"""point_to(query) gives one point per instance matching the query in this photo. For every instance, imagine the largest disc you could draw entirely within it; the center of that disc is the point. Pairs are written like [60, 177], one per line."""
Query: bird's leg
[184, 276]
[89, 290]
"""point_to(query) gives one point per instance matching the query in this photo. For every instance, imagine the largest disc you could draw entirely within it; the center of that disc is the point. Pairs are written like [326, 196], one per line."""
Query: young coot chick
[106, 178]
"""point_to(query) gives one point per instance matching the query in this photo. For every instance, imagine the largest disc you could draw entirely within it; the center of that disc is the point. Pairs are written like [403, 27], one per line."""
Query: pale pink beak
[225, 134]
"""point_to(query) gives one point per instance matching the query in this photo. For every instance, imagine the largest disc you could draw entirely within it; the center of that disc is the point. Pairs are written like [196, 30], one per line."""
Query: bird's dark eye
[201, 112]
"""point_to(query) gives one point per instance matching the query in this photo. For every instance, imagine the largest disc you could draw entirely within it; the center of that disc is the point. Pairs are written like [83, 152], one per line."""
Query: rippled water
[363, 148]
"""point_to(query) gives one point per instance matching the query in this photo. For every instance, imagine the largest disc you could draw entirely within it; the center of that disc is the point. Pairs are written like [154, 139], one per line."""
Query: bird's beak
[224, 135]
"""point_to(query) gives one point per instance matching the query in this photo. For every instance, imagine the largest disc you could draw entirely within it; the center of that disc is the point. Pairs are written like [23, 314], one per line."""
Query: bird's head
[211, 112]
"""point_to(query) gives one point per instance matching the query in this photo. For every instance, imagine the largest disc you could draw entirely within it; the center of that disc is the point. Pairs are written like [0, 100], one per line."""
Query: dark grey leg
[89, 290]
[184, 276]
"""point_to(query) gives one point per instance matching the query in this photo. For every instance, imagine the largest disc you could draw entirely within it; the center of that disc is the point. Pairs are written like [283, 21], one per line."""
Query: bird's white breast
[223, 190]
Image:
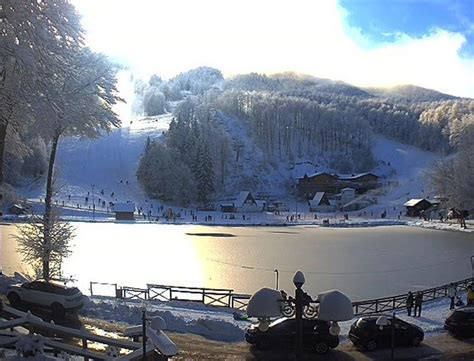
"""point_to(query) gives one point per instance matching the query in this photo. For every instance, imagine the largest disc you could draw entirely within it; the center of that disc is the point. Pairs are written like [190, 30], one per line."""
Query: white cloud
[239, 36]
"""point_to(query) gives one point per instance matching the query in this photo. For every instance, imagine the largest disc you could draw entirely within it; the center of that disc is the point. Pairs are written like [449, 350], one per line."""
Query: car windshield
[459, 315]
[52, 288]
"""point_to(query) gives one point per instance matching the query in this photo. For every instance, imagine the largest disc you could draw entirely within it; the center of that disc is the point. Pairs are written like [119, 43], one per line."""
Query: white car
[57, 297]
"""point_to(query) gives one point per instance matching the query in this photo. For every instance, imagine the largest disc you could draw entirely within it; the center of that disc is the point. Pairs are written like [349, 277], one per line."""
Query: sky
[428, 43]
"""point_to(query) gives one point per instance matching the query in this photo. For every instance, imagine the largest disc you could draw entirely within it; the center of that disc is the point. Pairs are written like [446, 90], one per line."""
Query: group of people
[414, 300]
[417, 300]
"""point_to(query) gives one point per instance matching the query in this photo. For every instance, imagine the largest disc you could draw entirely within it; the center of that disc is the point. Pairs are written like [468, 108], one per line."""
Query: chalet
[318, 182]
[18, 209]
[361, 182]
[415, 206]
[308, 186]
[124, 211]
[246, 202]
[228, 207]
[347, 195]
[320, 203]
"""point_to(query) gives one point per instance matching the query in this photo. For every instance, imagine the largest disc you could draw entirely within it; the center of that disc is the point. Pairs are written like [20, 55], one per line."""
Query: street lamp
[382, 321]
[298, 281]
[93, 203]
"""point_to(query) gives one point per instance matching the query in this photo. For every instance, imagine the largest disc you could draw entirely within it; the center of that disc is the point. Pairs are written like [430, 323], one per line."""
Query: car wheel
[371, 345]
[13, 298]
[58, 310]
[321, 348]
[416, 341]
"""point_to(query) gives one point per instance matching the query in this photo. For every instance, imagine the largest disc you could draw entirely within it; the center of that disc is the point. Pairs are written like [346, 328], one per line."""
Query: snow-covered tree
[45, 255]
[33, 34]
[76, 101]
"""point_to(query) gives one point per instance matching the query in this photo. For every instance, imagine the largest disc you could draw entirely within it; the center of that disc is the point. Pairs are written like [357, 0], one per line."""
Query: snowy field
[217, 323]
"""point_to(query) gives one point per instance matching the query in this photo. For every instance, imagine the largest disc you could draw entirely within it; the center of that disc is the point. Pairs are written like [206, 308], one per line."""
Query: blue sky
[382, 21]
[428, 43]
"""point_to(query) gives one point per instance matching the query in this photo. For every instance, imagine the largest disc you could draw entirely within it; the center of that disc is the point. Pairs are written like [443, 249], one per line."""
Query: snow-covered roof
[320, 173]
[241, 198]
[227, 204]
[354, 176]
[124, 207]
[316, 199]
[413, 202]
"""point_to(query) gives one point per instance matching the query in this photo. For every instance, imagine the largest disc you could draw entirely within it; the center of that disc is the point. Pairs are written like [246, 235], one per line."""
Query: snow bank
[177, 320]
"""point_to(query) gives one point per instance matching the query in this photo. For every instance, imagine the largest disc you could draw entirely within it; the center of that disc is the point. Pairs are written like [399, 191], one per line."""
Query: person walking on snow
[418, 303]
[470, 296]
[409, 302]
[452, 295]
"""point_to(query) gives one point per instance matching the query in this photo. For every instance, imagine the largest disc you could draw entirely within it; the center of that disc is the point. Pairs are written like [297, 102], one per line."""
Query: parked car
[366, 334]
[461, 322]
[282, 333]
[58, 298]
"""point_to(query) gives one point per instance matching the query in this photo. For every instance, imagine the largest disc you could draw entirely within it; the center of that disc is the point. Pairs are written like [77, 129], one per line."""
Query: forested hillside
[274, 123]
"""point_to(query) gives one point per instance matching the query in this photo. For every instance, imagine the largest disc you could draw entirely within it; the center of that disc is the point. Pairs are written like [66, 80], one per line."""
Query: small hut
[246, 202]
[319, 203]
[124, 211]
[415, 206]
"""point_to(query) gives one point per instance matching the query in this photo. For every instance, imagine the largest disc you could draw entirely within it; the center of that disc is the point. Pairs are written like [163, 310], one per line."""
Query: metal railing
[385, 304]
[227, 298]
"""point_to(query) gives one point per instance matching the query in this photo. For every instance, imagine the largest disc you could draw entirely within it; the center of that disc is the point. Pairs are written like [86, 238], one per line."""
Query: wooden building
[415, 206]
[308, 186]
[124, 211]
[246, 202]
[320, 203]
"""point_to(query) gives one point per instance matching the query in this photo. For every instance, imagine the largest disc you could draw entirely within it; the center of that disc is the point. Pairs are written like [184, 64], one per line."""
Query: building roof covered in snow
[243, 197]
[348, 189]
[413, 202]
[318, 196]
[355, 176]
[124, 207]
[317, 174]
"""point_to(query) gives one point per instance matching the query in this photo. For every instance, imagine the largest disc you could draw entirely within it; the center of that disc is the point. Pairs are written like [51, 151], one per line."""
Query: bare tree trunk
[48, 205]
[3, 136]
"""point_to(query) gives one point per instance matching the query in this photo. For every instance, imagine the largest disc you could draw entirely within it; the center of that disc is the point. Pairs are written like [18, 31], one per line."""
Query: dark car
[282, 333]
[461, 322]
[366, 334]
[58, 298]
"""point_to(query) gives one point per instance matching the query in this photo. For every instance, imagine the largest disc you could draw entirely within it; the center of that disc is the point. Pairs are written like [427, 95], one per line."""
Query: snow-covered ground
[104, 170]
[217, 323]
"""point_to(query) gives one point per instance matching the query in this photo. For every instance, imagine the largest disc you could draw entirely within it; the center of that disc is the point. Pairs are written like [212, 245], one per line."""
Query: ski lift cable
[248, 267]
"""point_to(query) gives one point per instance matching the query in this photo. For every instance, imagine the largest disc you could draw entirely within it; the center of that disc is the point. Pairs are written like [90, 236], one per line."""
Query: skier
[418, 303]
[452, 292]
[470, 295]
[409, 302]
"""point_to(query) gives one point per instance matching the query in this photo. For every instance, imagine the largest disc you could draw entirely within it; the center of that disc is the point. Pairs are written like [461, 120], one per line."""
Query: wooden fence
[392, 303]
[227, 298]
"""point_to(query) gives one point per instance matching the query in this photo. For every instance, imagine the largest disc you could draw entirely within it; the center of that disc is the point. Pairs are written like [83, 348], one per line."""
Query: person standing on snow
[452, 292]
[409, 302]
[470, 296]
[418, 303]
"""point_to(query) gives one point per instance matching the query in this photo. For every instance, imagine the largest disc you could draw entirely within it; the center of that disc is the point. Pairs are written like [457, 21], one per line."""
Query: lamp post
[93, 203]
[382, 322]
[144, 333]
[298, 281]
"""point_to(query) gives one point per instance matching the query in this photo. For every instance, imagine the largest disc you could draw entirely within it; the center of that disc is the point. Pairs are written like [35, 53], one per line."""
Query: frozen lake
[362, 262]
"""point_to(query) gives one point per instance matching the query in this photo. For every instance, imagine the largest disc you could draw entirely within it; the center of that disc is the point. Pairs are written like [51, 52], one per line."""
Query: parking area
[440, 347]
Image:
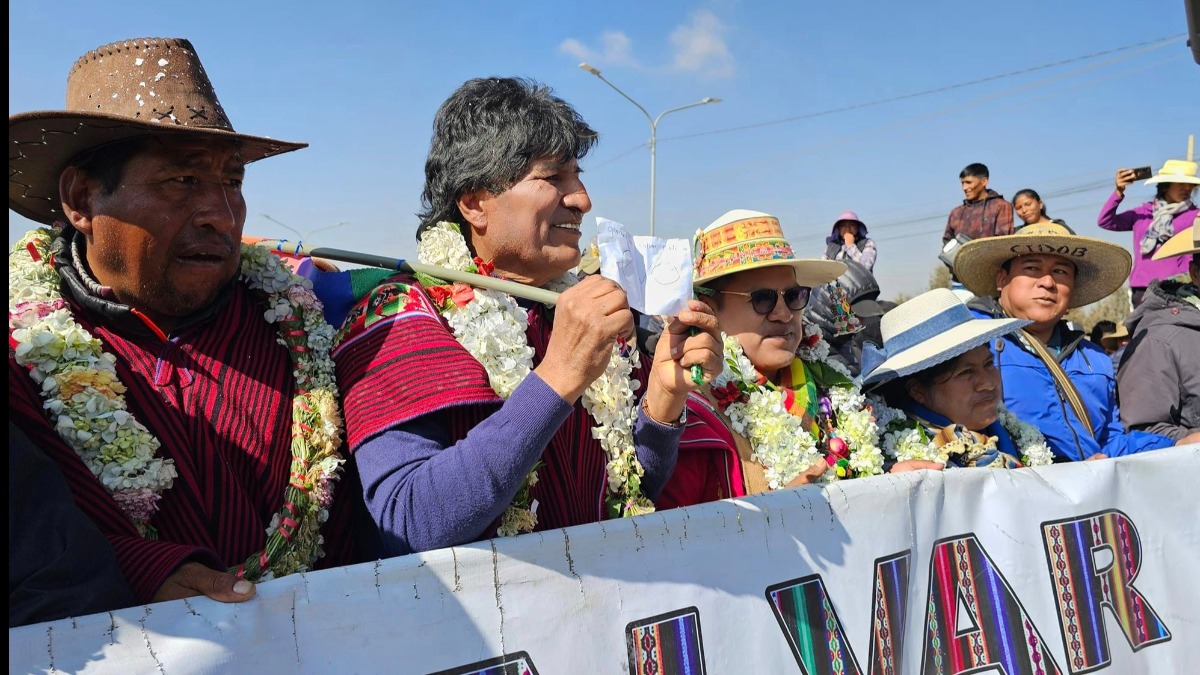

> **What to do**
Starting with the line that contains "[83, 348], one" and going on through the end of the entries, write those lines out again with "lamp post" swapped for "streetlight" and nothing else changed. Leave the pictures out.

> **Result of this task**
"""point_to(query) gives one point per instance matching the query in this photo. For every instance, imagine the largest disc you could draw entirely within it; the center of that disc is the point. Pairs are written like [83, 348], one per line."""
Query: person standing on snow
[452, 292]
[409, 302]
[470, 296]
[418, 303]
"""point_to(query) gives one point per instance matching the query in this photo. For every instance, imagine the largest disc you could draw entirely within it; the center of that disc is the point. Pairs are written like [457, 21], one per line."""
Query: streetlight
[93, 203]
[382, 322]
[144, 333]
[298, 281]
"""point_to(query) gives one point per instance matching the query in this photo. For every instance, imagine the largest disc you could draw entirely within it; the center of that disc is the point. Pairs are written like [35, 53], one per line."""
Query: frozen lake
[362, 262]
"""point_to(query) gives one point per instance matching the query in this photo. For every instance, imagine the largest disc you could draw entirely within it; the center of that disc is the point. Pairs are written like [51, 52], one per line."""
Query: parking area
[440, 347]
Image:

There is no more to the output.